── Exercise text

Our panelists give you the scoop on all the inside business information before you hear it anywhere else in The Informer segment:

David Asman: Dennis Kneale, tell us about WorldCom (WCOM).

Dennis Kneale, managing editor: It's going to be a minor miracle if this company can avoid Chapter 11 Bankruptcy. They're creaking under $30 billion in debt. The chairman of WorldCom, Bernie Ebbers is a telecom hero. And now he's just eaten more than he can digest and the FCC is going after him. They're looking in claims that WorldCom might have overstated revenue by several million dollars. The allegation is that WorldCom did this by overcharging their customers and not taking write offs on that bad credit.

David Asman: Anyone willing to stand up for this company?

Elizabeth MacDonald, senior editor: They have this weird $341 million loan and I don't know if that money is ever going to come back into the company.

David Asman: Okay, Victoria let's talk about VeriSign (VRSN). They're the company that you have to pay money to if you want your own Web site, right?

Victoria Murphy, senior reporter: That's right. They're in charge of the domain name registries. This is an internet darling that can swing $6.5 billion market cap on sales of 998 last year. That's 30% revenue and has historically been the company's cash cow but it's shrinking.

Dennis Kneale, managing editor: There's a new company called NewStar that's competing with VeriSign with something called it's dotbiz. However, I think all those Web sites that are registered will continue to pay these guys and the company should do fine.

David Asman: Okay, let's move on to Stanley Works (SWK). That's a good solid company, right Elizabeth?

Elizabeth MacDonald, senior editor: This company's inventory is rising and their customers are taking way too long to pay their bills. Also, Stanley Works is going to incorporate itself in Bermuda. That's angered Congress because it's a tax evading scheme. It just doesn't look good for the company.

Dennis Kneale, managing editor: But let me just remind everyone that you want to invest in a company with a lower tax. You want that money not to go to the government, who's going to waste it, but to go into rebuilding the business. We should like taxing evading schemes.

David Asman: Okay, Jerry let's move on to you. Luxury cars are getting a little cheaper?

Jerry Flint, columnist: Cheaper luxury cars are driving customers out of Detroit. We've lost Oldsmobile. We nearly lost Mercury. There has to be a new reason for existence in these American brands. Hopefully, they can find it.

David Asman: Victoria, are Mercedes now cheap enough for you to buy one?

────
── Source information

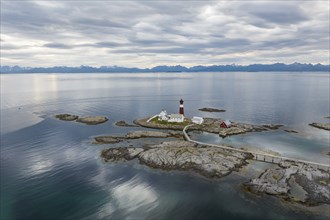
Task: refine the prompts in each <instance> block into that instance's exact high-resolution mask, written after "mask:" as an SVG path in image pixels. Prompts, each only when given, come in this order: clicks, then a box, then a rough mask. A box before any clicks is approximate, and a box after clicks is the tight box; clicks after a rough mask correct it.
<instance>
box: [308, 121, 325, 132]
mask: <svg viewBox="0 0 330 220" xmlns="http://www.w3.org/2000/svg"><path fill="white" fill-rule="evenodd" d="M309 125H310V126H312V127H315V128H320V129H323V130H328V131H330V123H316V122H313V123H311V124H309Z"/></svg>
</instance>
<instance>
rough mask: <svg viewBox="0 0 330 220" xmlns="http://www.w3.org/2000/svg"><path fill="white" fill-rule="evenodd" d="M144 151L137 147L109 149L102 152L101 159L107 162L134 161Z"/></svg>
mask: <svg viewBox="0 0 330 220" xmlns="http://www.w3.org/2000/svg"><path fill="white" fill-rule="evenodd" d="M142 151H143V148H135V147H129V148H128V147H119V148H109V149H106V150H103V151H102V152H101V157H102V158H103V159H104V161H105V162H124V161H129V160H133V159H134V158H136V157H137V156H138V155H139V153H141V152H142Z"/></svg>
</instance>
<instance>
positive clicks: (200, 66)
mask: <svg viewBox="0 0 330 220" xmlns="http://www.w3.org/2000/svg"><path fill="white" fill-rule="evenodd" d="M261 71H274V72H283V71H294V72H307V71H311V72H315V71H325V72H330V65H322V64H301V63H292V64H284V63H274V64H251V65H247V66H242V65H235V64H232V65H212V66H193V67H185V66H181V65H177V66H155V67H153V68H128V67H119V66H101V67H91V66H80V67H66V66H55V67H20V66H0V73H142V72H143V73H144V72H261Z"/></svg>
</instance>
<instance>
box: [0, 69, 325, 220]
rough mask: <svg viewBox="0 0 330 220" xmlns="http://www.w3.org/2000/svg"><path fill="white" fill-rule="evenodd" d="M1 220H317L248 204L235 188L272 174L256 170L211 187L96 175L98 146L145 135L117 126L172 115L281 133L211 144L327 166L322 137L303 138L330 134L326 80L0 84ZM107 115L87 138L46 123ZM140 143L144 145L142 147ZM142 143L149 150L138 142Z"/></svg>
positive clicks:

────
── Source information

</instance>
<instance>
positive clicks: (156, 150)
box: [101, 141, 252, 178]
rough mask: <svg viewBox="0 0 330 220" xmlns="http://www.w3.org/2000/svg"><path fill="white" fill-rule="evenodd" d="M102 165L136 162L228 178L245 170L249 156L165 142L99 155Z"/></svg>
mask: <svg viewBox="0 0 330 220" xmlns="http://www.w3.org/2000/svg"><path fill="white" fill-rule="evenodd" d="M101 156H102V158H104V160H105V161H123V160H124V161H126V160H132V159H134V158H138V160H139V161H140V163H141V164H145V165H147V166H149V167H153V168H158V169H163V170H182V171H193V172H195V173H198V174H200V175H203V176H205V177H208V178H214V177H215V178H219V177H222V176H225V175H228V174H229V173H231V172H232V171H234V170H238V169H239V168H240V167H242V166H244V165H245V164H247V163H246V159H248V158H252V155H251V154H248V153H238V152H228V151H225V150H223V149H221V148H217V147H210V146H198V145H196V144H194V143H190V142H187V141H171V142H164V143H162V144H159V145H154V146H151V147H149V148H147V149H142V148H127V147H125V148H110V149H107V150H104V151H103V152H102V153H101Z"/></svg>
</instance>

────

Required tasks ->
• A. According to the business panel transcript, where is Stanley Works planning to incorporate itself?
• B. Write a continuation of the business panel transcript that picks up right after its final line.
The material has no connection to the business panel transcript.

Task answers ->
• A. Bermuda.

• B.
Victoria Murphy: Not cheap enough for me. What about those luxury cross-over cars Jerry? Do they entice you? The Chrysler.

Jerry Flint, columnist: They're not out yet. They're interesting but the competition is making them too.

Makers and Breakers

Safeway (SWY)

Ross Margolies, Salomon Brothers Asset Management: MAKER

Safeway is one of the most dominant supermarket chains in the country. Sales have slowed and people are worried that Wal-Mart is going to take over the entire industry. In reality, this is a company that's going to grow into the mid-teens for sure. It's trading at thirteen and a half times earnings.

Mike Ozanian, senior editor: BREAKER

This company doesn't give me anything to munch on. They have no dividend and that's the only reason why I would really go into a stock like Safeway.

Elizabeth MacDonald, senior editor: MAKER

Its annual earnings growth per share has been around 20%. That's pretty decent compared to the industry average, which has been at .2% It's trading at a cheap P.E. of 18 times earnings.

Comverse Technology (CMVT)

Ross Margolies: MAKER

Comverse Technology is the leading software company for voicemail on your cell phone. They have just under $7 of cash per share and they're trading at around 12, 13.

Elizabeth MacDonald, senior editor: BREAKER

It's pricey at 46. Earnings have plummeted. In 2001, year end earnings were a fifth of what they were in 2000.

Mike Ozanian, senior editor: BREAKER

This company has an ugly, ugly balance sheet. It's taken $20 million in write-offs in the last 9 months. Stay away from this stock.

Ross Margolies: I disagree totally on the technology. They have a huge market share and the balance sheet is almost all cash. So I really like it.